WHAT IS EXPECTED
Rewrite the entries below, replacing each "innermost point" with "central point" and leaving everything else unchanged.

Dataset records
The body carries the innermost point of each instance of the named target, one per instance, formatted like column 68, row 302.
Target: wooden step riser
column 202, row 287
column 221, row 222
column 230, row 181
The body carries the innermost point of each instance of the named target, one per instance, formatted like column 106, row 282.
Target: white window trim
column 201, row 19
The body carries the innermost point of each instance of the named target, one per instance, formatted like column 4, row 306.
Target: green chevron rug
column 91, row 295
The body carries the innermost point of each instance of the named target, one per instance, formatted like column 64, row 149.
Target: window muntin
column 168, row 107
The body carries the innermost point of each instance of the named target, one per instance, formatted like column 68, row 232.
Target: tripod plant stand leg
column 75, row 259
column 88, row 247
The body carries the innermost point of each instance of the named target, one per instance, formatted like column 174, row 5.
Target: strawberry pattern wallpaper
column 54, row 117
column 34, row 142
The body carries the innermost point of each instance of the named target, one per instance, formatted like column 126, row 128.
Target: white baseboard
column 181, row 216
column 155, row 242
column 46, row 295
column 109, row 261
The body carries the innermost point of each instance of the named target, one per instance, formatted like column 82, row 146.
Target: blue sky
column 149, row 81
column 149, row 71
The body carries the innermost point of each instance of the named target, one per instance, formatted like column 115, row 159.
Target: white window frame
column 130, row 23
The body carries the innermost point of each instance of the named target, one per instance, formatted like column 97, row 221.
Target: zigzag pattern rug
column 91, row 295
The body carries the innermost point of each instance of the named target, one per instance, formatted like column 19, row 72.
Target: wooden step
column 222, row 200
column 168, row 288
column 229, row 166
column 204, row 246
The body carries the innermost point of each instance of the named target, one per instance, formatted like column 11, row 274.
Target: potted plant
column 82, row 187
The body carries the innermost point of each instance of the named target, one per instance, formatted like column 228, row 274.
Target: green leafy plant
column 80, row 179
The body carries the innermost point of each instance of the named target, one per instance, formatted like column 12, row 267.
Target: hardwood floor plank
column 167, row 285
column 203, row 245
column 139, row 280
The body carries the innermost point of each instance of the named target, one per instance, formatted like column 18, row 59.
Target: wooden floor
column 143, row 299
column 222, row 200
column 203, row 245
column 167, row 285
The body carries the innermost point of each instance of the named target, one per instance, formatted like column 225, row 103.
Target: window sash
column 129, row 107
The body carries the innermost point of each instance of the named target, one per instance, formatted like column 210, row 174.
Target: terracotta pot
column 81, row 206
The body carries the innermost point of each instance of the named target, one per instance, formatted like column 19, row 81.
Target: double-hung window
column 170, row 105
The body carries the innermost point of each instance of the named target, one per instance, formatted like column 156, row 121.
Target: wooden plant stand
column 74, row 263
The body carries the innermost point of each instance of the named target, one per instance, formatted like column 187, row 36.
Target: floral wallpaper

SOLUTION FOR THIS TASK
The body carries the central point of each instance of the named target, one per instance, formatted like column 68, row 302.
Target: wooden step riser
column 202, row 287
column 221, row 222
column 230, row 181
The body carries the central point of each instance of the named target, one per instance, formatted like column 106, row 282.
Target: white window trim
column 201, row 19
The body carries the central point of each instance of the named target, one per instance, formatted like column 4, row 306.
Target: green chevron rug
column 91, row 295
The body carries the central point of each instance of the named target, one per instance, formatted like column 64, row 149.
Target: window muntin
column 168, row 107
The body carries the central point of each instance of the named target, one per instance, formatted like column 68, row 232.
Target: tripod plant stand leg
column 75, row 259
column 88, row 247
The body carries the central point of each instance of the named target, one per instance, formatted like column 174, row 5.
Target: strawberry pattern wallpaper
column 54, row 117
column 34, row 142
The body carries the central point of each instance of the named target, one per instance, formatted like column 126, row 128.
Target: white baseboard
column 181, row 216
column 155, row 242
column 46, row 295
column 109, row 261
The body carries the central point of each instance of the named target, one per instance, formatted like column 82, row 146.
Target: blue sky
column 149, row 81
column 149, row 71
The body carries the central point of each instance of the named target, one per instance, formatted like column 115, row 159.
Target: white window frame
column 130, row 23
The body carries the central point of each instance of the named target, one per instance, formatted like column 97, row 221.
Target: zigzag pattern rug
column 91, row 295
The body carries the central point of each instance of the named target, one per instance, formatted like column 19, row 72.
Target: wooden step
column 222, row 200
column 168, row 288
column 229, row 166
column 204, row 246
The body carries the central point of each instance of the named target, one per instance, formatted like column 11, row 274.
Target: potted plant
column 82, row 187
The body carries the central point of each instance of the named target, one per instance, formatted like column 228, row 274.
Target: green leafy plant
column 80, row 179
The body carries the central point of each instance of the named target, one per instance, formatted like column 12, row 267.
Target: hardwood floor plank
column 167, row 285
column 203, row 245
column 139, row 280
The body carries the central point of each instance of the named target, one per instance, formatted like column 18, row 59.
Target: wooden floor
column 143, row 299
column 222, row 200
column 203, row 245
column 167, row 285
The body carries the central point of each instance of the named target, one per instance, formatted like column 225, row 103.
Target: window sash
column 129, row 107
The body carries the central point of each instance of the named target, one per instance, formatted like column 210, row 174.
Target: terracotta pot
column 81, row 206
The body carries the central point of each instance of the named target, one per instance, formatted like column 19, row 81.
Target: double-hung window
column 170, row 105
The body carries the central point of each instance of the named target, one per instance, formatted like column 156, row 121.
Target: wooden plant stand
column 74, row 263
The body carries the central point of each instance of the named target, one per instance, formatted like column 187, row 36.
Target: floral wallpaper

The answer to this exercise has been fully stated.